>> Start

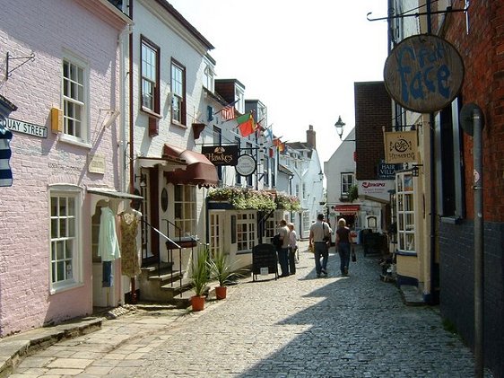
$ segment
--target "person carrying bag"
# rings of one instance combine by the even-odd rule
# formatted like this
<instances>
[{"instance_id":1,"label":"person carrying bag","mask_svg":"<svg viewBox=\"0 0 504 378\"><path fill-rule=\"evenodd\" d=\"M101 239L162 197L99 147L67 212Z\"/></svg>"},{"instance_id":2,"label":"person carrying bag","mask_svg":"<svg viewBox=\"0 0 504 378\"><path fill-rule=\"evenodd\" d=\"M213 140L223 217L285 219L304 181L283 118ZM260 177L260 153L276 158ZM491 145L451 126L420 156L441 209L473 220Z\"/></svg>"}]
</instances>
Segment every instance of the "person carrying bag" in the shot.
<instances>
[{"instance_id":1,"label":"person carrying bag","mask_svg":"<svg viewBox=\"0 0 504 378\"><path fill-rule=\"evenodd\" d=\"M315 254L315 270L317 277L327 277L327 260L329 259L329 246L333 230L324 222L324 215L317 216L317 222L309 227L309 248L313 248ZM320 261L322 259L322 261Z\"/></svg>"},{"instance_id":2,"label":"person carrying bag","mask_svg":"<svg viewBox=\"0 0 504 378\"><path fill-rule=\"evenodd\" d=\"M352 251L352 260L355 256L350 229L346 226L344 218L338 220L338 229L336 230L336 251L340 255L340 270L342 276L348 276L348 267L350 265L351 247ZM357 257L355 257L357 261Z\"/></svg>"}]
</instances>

>> End
>> Start

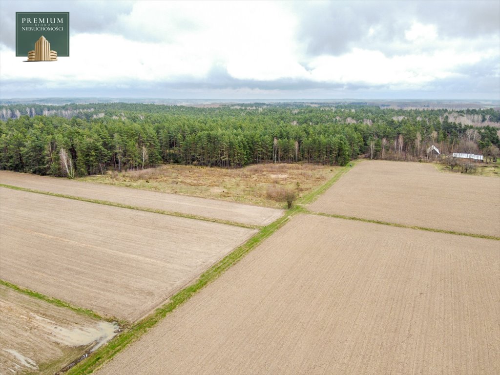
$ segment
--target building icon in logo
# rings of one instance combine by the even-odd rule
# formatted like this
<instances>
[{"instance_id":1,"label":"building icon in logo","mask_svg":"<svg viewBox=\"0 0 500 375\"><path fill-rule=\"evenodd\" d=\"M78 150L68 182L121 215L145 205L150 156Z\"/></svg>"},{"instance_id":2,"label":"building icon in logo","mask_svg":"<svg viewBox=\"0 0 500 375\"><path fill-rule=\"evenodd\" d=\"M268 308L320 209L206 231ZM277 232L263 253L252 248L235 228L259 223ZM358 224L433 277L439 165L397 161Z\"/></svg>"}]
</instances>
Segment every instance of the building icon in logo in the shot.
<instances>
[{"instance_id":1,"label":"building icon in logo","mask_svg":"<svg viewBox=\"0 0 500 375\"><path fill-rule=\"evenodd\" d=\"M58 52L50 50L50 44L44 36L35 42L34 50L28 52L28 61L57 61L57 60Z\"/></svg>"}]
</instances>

>> End

DIRECTION
Show each line of the material that contains the string "building". Case counts.

ANSWER FOR THE TASK
--target building icon in logo
[{"instance_id":1,"label":"building icon in logo","mask_svg":"<svg viewBox=\"0 0 500 375\"><path fill-rule=\"evenodd\" d=\"M78 150L68 182L121 215L145 205L150 156Z\"/></svg>"},{"instance_id":2,"label":"building icon in logo","mask_svg":"<svg viewBox=\"0 0 500 375\"><path fill-rule=\"evenodd\" d=\"M268 308L320 209L206 231ZM277 232L263 253L252 248L235 228L259 223ZM358 224L433 277L439 165L397 161Z\"/></svg>"}]
Segment every instance of the building icon in logo in the shot.
[{"instance_id":1,"label":"building icon in logo","mask_svg":"<svg viewBox=\"0 0 500 375\"><path fill-rule=\"evenodd\" d=\"M58 52L50 50L50 44L44 36L35 42L34 50L28 52L28 61L57 61L57 60Z\"/></svg>"}]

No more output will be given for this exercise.